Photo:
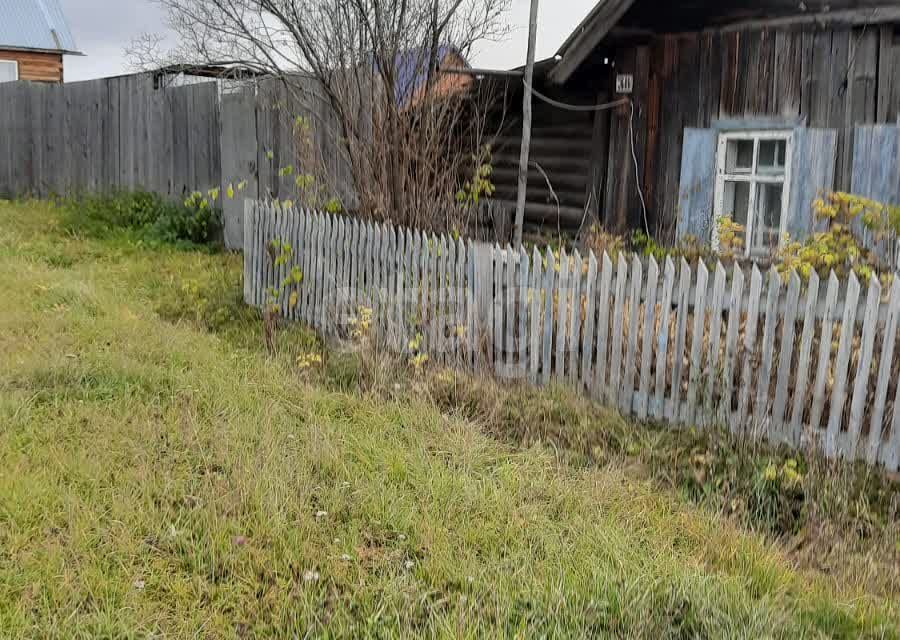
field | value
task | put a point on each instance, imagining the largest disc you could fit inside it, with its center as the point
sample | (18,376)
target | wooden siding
(835,79)
(36,66)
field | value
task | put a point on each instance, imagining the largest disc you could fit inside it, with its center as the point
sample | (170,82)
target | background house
(740,108)
(34,37)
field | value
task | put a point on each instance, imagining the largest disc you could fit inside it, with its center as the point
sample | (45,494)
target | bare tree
(409,129)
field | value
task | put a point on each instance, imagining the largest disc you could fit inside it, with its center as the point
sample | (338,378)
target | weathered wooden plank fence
(703,345)
(129,133)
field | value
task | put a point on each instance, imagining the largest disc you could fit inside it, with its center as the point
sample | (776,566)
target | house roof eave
(586,36)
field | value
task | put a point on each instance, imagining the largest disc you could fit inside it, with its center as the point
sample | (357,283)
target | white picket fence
(804,364)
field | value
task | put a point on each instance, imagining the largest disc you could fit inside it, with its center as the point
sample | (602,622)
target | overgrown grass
(160,475)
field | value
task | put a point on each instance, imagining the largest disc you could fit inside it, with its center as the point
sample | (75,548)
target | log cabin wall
(36,66)
(559,180)
(829,78)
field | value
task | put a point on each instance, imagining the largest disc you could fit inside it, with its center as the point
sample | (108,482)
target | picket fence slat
(690,415)
(615,367)
(783,377)
(534,349)
(731,348)
(713,372)
(574,331)
(890,454)
(876,428)
(861,383)
(562,320)
(462,299)
(499,286)
(749,348)
(822,369)
(626,392)
(510,309)
(643,400)
(522,342)
(842,363)
(803,361)
(657,408)
(763,380)
(664,341)
(587,346)
(603,302)
(547,352)
(673,411)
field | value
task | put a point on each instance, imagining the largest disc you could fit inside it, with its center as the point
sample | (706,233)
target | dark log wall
(832,78)
(562,144)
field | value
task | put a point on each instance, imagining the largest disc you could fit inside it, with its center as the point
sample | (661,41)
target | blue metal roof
(34,24)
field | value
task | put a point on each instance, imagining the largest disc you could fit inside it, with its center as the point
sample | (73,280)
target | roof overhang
(579,45)
(64,52)
(606,15)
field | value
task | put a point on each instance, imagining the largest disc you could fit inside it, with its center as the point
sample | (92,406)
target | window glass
(771,156)
(739,156)
(737,201)
(767,225)
(9,71)
(751,186)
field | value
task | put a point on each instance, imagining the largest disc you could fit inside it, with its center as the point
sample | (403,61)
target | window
(9,70)
(752,180)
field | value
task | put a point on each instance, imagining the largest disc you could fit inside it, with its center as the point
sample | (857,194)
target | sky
(104,28)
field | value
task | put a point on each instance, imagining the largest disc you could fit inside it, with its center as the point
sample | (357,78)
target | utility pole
(526,126)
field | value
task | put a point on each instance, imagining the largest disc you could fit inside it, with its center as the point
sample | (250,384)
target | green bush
(195,221)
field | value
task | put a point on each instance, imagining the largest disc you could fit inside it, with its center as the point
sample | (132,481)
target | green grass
(160,476)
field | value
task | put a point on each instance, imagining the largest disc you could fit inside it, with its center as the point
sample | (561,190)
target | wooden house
(742,108)
(34,37)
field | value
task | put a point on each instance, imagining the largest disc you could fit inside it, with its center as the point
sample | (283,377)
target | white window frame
(15,64)
(753,178)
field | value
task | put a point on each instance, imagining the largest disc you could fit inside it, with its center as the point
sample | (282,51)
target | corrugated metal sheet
(34,24)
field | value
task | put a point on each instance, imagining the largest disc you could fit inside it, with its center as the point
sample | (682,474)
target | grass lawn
(161,479)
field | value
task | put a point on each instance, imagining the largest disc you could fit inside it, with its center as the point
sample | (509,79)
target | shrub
(837,247)
(196,221)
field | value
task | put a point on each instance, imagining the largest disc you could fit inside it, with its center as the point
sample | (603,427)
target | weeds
(148,216)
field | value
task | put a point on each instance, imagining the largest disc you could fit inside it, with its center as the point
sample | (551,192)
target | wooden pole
(526,126)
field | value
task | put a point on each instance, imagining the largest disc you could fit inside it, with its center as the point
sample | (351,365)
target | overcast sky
(103,28)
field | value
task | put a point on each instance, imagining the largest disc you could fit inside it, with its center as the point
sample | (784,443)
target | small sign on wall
(624,83)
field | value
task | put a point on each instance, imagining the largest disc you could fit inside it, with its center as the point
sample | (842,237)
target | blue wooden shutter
(698,183)
(876,172)
(812,170)
(876,175)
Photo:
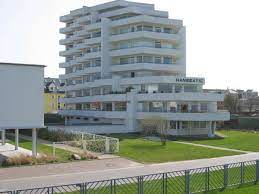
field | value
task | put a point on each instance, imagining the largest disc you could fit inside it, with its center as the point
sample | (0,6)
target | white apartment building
(125,62)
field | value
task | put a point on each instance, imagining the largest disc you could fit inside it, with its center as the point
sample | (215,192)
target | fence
(84,141)
(186,181)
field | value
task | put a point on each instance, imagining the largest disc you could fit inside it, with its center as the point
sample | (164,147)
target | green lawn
(136,148)
(248,141)
(246,189)
(61,155)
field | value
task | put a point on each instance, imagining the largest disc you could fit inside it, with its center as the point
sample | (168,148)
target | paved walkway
(8,150)
(57,174)
(213,147)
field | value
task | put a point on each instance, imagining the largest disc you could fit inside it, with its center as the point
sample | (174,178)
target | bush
(28,160)
(55,135)
(88,156)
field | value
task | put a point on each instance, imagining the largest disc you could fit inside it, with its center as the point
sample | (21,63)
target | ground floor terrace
(10,150)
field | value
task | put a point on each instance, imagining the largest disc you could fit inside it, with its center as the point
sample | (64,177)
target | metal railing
(186,181)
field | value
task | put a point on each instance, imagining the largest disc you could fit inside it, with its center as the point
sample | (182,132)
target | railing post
(257,171)
(225,176)
(187,181)
(114,186)
(207,179)
(242,169)
(82,188)
(107,145)
(54,149)
(140,185)
(164,183)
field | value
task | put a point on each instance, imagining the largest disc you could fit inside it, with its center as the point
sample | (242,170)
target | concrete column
(189,107)
(16,139)
(210,134)
(113,106)
(182,88)
(199,107)
(34,142)
(3,137)
(180,125)
(173,88)
(66,121)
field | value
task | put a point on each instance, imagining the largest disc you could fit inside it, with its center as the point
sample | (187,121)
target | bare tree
(231,103)
(250,103)
(156,125)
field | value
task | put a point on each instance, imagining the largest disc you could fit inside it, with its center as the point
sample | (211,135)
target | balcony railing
(143,45)
(142,30)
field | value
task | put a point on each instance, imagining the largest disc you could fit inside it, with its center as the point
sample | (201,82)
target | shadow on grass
(148,147)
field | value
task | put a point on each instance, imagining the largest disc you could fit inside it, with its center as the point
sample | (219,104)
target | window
(168,60)
(131,60)
(139,59)
(124,30)
(97,62)
(204,107)
(168,30)
(158,60)
(96,34)
(148,28)
(124,60)
(158,29)
(139,28)
(185,125)
(87,64)
(157,44)
(173,124)
(203,124)
(147,59)
(124,45)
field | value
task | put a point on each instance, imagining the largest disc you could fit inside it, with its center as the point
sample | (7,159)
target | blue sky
(222,36)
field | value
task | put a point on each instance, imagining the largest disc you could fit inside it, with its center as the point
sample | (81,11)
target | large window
(147,59)
(158,60)
(168,60)
(139,59)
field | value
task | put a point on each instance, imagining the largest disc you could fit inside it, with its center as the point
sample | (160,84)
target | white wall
(21,96)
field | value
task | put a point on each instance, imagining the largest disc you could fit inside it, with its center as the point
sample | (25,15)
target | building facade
(21,100)
(52,94)
(125,62)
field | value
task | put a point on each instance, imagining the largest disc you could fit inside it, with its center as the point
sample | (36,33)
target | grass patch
(245,189)
(61,155)
(241,140)
(136,148)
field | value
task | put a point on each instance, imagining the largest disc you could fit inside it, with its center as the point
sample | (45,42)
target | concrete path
(57,174)
(8,150)
(213,147)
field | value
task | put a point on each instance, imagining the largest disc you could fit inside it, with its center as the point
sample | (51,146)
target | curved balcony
(98,98)
(144,50)
(81,72)
(161,79)
(183,96)
(96,83)
(143,34)
(146,19)
(208,116)
(149,67)
(88,56)
(90,113)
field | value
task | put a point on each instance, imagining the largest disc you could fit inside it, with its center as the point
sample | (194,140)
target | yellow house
(52,94)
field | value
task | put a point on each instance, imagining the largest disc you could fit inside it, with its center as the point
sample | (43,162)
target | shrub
(55,135)
(88,156)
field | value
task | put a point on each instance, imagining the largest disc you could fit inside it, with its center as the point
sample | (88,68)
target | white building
(21,99)
(126,61)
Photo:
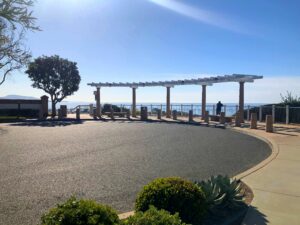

• _The problem_: Range to copy from the listing above: the line with "target | small sign on wall" through the line with "sample | (242,170)". Transcribe it exactly and skip the pictures.

• _Result for this task_:
target | small sign on wall
(624,83)
field | value
task | put a point on each instance, imagining the largest disc you could fit inside it, with its center as the point
sample | (842,237)
target | blue wooden shutter
(698,183)
(876,172)
(812,170)
(876,175)
Photo:
field | value
task | put a point on each instance, imagining the largest disc you could fit inside it, with its center as the point
sample | (0,6)
target | white apartment building
(125,62)
field | value
task | put a point on each instance, imagining the largest disc you could fit inside it, with its center as the point
sample | (215,192)
target | fence
(84,141)
(186,181)
field | value
task | put a point on each instance, imagining the largest disc you could fit inside it, with its center as the point
sample | (164,147)
target | green lawn
(136,148)
(248,141)
(246,189)
(61,155)
field | value
task | put a point on each instance, imagining the largest disc you could fit inside it, with its center as the point
sample | (168,148)
target | paved walkway
(8,150)
(57,174)
(213,147)
field | value
task | put a point on each instance, imagining the largest disc you could fit inside it, with its center as the point
sample | (174,178)
target | bush
(28,160)
(55,135)
(88,156)
field | value
task | put a point on each instance, imagining the largest disc you could fit inside it, with its center as the point
sample | (21,63)
target | ground floor terrace
(10,150)
field | value
task | put a point on each instance, imagining the largest disc you could fit inside it, with its center as the point
sample | (64,177)
target | metal railing
(186,181)
field | value
task | put a point on each instance, imagining the largest disc you could fit inside it, with its center as the point
sample | (182,132)
target | railing post
(257,171)
(225,176)
(187,181)
(114,186)
(207,179)
(242,169)
(82,188)
(107,145)
(54,149)
(140,185)
(164,183)
field | value
task | put a point on each instance, imagining the largest disc you could fit inside it, with its center as the point
sample | (242,170)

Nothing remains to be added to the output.